What is required:
Return every entry exactly as written.
### Material to process
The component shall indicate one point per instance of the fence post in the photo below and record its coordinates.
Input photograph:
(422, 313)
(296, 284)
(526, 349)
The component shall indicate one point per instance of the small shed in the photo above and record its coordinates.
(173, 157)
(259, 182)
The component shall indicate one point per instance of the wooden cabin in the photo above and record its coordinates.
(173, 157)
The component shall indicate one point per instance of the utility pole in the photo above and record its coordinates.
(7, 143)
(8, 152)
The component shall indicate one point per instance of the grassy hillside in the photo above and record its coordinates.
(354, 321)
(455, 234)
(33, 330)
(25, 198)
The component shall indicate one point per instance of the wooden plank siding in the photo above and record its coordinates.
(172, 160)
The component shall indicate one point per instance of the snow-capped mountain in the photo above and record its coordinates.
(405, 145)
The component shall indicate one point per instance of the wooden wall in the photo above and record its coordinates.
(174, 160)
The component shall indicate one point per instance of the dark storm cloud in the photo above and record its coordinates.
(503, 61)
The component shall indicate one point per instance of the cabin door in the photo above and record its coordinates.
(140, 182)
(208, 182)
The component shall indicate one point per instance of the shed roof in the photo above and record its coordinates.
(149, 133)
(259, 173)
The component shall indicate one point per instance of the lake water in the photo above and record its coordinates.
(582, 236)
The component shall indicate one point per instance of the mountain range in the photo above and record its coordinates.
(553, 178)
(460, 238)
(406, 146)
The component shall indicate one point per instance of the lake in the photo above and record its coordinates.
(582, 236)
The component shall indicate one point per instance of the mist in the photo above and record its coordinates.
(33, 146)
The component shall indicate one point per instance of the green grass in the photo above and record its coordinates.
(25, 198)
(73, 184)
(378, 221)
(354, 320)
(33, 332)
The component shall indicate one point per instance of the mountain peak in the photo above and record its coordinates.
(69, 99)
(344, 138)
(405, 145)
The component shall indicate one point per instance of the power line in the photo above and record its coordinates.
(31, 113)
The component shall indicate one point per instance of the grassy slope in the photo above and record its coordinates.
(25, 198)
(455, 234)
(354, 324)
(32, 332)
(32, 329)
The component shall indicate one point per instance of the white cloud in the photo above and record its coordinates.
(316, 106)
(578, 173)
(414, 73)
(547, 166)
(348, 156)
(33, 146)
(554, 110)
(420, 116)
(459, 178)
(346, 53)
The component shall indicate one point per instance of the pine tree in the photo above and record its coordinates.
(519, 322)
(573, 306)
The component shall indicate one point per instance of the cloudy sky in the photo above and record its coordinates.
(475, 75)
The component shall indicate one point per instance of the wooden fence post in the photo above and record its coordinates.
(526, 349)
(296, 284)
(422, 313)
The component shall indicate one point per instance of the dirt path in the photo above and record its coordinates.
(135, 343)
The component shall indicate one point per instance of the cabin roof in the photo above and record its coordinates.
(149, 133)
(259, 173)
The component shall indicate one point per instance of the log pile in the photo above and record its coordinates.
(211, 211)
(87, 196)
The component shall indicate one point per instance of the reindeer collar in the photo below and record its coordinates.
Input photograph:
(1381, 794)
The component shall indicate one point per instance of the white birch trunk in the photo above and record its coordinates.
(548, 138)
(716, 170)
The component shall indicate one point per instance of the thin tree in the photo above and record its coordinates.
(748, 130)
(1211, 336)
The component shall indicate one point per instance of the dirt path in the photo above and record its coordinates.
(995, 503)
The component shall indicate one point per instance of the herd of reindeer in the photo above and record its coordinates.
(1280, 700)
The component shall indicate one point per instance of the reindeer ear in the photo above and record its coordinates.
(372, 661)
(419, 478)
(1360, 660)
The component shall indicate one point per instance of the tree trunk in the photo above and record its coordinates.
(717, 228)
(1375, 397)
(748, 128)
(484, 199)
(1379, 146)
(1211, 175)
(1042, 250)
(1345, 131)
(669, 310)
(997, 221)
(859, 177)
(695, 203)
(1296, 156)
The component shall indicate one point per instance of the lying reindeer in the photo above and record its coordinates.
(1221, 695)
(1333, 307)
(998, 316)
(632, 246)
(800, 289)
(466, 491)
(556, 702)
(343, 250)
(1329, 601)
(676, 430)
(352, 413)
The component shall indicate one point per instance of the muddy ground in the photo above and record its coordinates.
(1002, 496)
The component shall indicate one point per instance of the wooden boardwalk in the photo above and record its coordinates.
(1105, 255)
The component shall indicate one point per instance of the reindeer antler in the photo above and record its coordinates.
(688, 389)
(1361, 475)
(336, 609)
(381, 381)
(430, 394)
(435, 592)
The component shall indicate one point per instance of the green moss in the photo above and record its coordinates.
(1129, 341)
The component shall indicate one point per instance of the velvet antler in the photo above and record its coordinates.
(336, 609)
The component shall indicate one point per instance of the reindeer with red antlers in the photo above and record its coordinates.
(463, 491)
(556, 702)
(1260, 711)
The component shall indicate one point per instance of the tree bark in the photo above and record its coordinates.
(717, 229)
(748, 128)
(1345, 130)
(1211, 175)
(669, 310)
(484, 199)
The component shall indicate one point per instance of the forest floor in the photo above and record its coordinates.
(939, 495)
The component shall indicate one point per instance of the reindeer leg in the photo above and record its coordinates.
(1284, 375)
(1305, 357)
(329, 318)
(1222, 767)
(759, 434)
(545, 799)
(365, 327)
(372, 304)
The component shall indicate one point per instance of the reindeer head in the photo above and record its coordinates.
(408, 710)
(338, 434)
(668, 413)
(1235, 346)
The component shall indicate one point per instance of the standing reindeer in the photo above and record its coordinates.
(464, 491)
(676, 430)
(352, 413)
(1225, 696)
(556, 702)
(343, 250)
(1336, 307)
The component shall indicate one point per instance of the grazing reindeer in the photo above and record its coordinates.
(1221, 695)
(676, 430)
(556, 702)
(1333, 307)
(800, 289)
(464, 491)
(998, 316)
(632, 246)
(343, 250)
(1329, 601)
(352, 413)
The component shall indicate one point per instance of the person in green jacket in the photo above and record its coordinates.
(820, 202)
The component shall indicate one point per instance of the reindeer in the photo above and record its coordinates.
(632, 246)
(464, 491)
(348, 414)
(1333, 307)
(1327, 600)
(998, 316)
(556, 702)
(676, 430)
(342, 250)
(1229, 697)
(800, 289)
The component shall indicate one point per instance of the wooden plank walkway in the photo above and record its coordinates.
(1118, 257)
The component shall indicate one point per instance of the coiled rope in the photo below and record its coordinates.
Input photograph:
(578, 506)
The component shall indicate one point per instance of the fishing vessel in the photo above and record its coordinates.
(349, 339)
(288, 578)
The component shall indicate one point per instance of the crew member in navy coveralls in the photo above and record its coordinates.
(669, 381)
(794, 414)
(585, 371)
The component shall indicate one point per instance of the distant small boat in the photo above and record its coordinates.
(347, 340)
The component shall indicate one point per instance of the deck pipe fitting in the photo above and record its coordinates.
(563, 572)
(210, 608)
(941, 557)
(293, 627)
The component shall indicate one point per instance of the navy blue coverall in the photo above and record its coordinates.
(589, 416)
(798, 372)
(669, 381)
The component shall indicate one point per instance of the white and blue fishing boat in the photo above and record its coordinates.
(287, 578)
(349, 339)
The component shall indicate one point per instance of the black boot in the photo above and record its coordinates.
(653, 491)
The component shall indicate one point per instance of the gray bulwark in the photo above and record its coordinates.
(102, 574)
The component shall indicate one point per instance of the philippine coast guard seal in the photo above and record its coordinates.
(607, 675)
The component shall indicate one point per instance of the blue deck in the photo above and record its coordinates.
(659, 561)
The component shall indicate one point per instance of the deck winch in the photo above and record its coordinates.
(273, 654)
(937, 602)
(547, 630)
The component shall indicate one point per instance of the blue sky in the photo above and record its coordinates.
######
Solution:
The component shall indicate one point per instance of the fence post in the photo below and record its coordinates.
Input photograph:
(422, 313)
(296, 284)
(526, 349)
The component shall indicate one point per instance of the small shed in the photo above and record its coordinates.
(173, 157)
(259, 182)
The component shall indicate one point per instance of the wooden cabin in the photo above and record its coordinates.
(173, 157)
The component shall indicate one point per instance of the utility pole in the photo above and record its coordinates.
(7, 143)
(8, 152)
The component shall indicate one point per instance of the grassy hillside in the photo above and record its coordinates.
(354, 321)
(455, 234)
(33, 330)
(25, 198)
The component shall indicate one point per instance of the wooden plank siding in the photo above and record its coordinates.
(172, 160)
The component shall indicate one point per instance of the snow-capped mountain in the photo above and record its coordinates.
(405, 145)
The component shall indicate one point per instance of the wooden wall in the photo above and record its coordinates.
(174, 160)
The component shall indicate one point per instance of the dark storm cloud in the photo above and record its coordinates.
(503, 61)
The component shall indicate one point per instance of the cabin door in the photo above and record its coordinates.
(140, 182)
(208, 182)
The component shall indicate one point per instance of the shed roof in the photo above and record its coordinates.
(149, 133)
(259, 173)
The component shall indicate one point per instance of the lake water in the photo above and record its coordinates.
(582, 236)
The component shall indicate one point per instance of the mountain range in the photo above and record its coordinates.
(553, 178)
(460, 238)
(406, 146)
The component shall indicate one point per instance of the lake in the photo above and record its coordinates.
(582, 236)
The component shall indicate one point per instance of the mist in the photo above and record its coordinates.
(33, 146)
The component shall indicate one point per instance of the green grass in the photo above and record its coordinates.
(25, 198)
(73, 184)
(378, 221)
(354, 320)
(33, 332)
The component shall indicate one point per instance of the mountain peak in the photo above and record its coordinates.
(69, 99)
(344, 138)
(405, 145)
The component shall indicate one point per instance of the power line in the photo above and record its coordinates.
(31, 113)
The component shall indicate one point per instance of the grassy slope in the photo above and record its coordinates.
(25, 198)
(455, 234)
(354, 324)
(32, 332)
(32, 329)
The component shall indicate one point per instance of the white cloud in the photo above and record its coordinates.
(316, 106)
(578, 173)
(414, 73)
(547, 166)
(348, 156)
(33, 146)
(554, 110)
(420, 116)
(459, 178)
(346, 53)
The component shall indicate one point per instance of the pine tree in the photo above and record its coordinates.
(519, 322)
(573, 306)
The component shall indicate one point per instance of the cloudy sky in the photo above and record its coordinates.
(475, 75)
The component shall indicate one point per instance of the wooden fence post in the photo above and record its coordinates.
(526, 349)
(296, 284)
(422, 313)
The component shall indicate one point per instance of the dirt path in the photo above and record its coordinates.
(135, 343)
The component shall indicate one point per instance of the cabin roof in the photo above and record its coordinates.
(149, 133)
(259, 173)
The component shall indicate one point per instance of the log pile in the photo above and record its coordinates.
(211, 211)
(87, 196)
The component shall indicate one point per instance of the reindeer collar in the photo below and record its coordinates.
Input photograph:
(1381, 794)
The component shall indicate one point per instance of the white birch trunk in the photo above and record its coordinates.
(548, 138)
(716, 170)
The component shall indicate one point per instance of the thin tree in the photo above and record its coordinates.
(748, 130)
(1211, 336)
The component shall indicate one point per instance of the dirt path in the photo above and record its coordinates.
(995, 503)
The component shall indicate one point per instance of the herd of reindeer in the photo above and record its coordinates.
(1280, 700)
The component shall indicate one point per instance of the reindeer ear in the photo above and record its coordinates.
(372, 661)
(419, 478)
(1360, 660)
The component shall indicate one point per instance of the tree trunk in the photo above and record its coordinates.
(717, 228)
(1375, 397)
(748, 128)
(484, 199)
(1379, 146)
(1211, 175)
(1042, 250)
(1345, 131)
(669, 310)
(997, 221)
(859, 177)
(695, 203)
(1296, 156)
The component shall indicate one point per instance of the lying reindeer in the photo above and record its coordinates.
(1221, 695)
(1333, 307)
(998, 316)
(632, 246)
(800, 289)
(466, 491)
(556, 702)
(343, 250)
(1329, 601)
(676, 430)
(352, 413)
The component shall indicate one point per instance of the muddy ground in the photo above and record its coordinates.
(1002, 496)
The component shall indicate one point per instance of the wooden boardwalk in the photo above and record its coordinates.
(1105, 255)
The component shall indicate one point per instance of the reindeer antler in the photo above and record its coordinates.
(688, 389)
(1361, 475)
(336, 609)
(381, 381)
(430, 394)
(435, 592)
The component shall indicate one point per instance of the green moss in the photo above and record its coordinates.
(1129, 341)
The component shall indicate one point per instance of the velvet antler in the photo above and record its coordinates.
(336, 609)
The component shall indicate one point per instance of the reindeer with red antlers in the photo above and record its coordinates.
(463, 491)
(556, 702)
(1260, 711)
The component shall indicate one point per instance of the tree bark in the photo above and record its coordinates.
(717, 229)
(748, 128)
(1345, 130)
(1211, 175)
(669, 310)
(484, 199)
The component shall indicate one point per instance of the forest floor in the photo above and record its coordinates.
(939, 495)
The component shall indicate one point per instance of the reindeer leg in the photo above and record its coordinates.
(1284, 375)
(1305, 357)
(329, 318)
(1222, 767)
(759, 434)
(545, 799)
(365, 327)
(372, 304)
The component shall indicate one point per instance of the reindeer head in the photo above and record its coordinates.
(408, 710)
(338, 434)
(668, 413)
(1235, 346)
The component shall indicate one point per instance of the standing reindeer in the photo above and record its coordinates.
(464, 491)
(676, 430)
(352, 413)
(1225, 696)
(556, 702)
(343, 250)
(1336, 307)
The component shall indicate one point per instance of the grazing reindeer in the photo above and record its coordinates.
(1221, 695)
(676, 430)
(556, 702)
(1333, 307)
(800, 289)
(464, 491)
(998, 316)
(632, 246)
(343, 250)
(1329, 601)
(352, 413)
The component shall indicate one point per instance of the person in green jacket in the photo above and record its coordinates.
(820, 202)
The component shall indicate one point per instance of the reindeer in the photo above and record its coordinates.
(632, 246)
(464, 491)
(348, 414)
(1333, 307)
(1327, 600)
(998, 316)
(556, 702)
(676, 430)
(342, 250)
(1229, 697)
(800, 289)
The component shall indicate one point per instance of the wooden plank walkway in the photo above and record its coordinates.
(1118, 257)
The component shall indicate one point per instance of the coiled rope in the photo below and record its coordinates.
Input photograph:
(578, 506)
The component shall indicate one point per instance of the fishing vessel in the photo above and record its coordinates.
(349, 339)
(288, 578)
The component shall indicate one point per instance of the crew member in navy coveralls in the photo above and record its coordinates.
(669, 381)
(794, 414)
(585, 371)
The component shall indicate one point per instance of the distant small boat in the photo above and record its coordinates.
(347, 340)
The component shall indicate one point per instance of the deck pipe fitting in the photo above and record its coordinates.
(563, 572)
(210, 608)
(941, 557)
(293, 627)
The component shall indicate one point per instance of the navy blue coverall in the photo above and record its coordinates.
(589, 416)
(798, 372)
(669, 381)
The component shall indicate one point per instance of the white and blue fishing boat in the photo above and record its coordinates.
(287, 578)
(349, 339)
The component shall indicate one point per instance of the black boot in the photo above and record its coordinates.
(653, 491)
The component shall indicate one point per instance of the gray bulwark in the photo above and record its coordinates.
(102, 574)
The component shall indicate one point per instance of the philippine coast guard seal in the photo above and record its coordinates.
(607, 675)
The component shall indicate one point per instance of the blue deck in the photo above and record its coordinates.
(659, 561)
The component shall indicate one point per instance of the deck winch in the photo above and record its coordinates.
(273, 654)
(937, 602)
(547, 630)
The component shall indicate one point per instance of the blue sky in the photo above and record its coordinates.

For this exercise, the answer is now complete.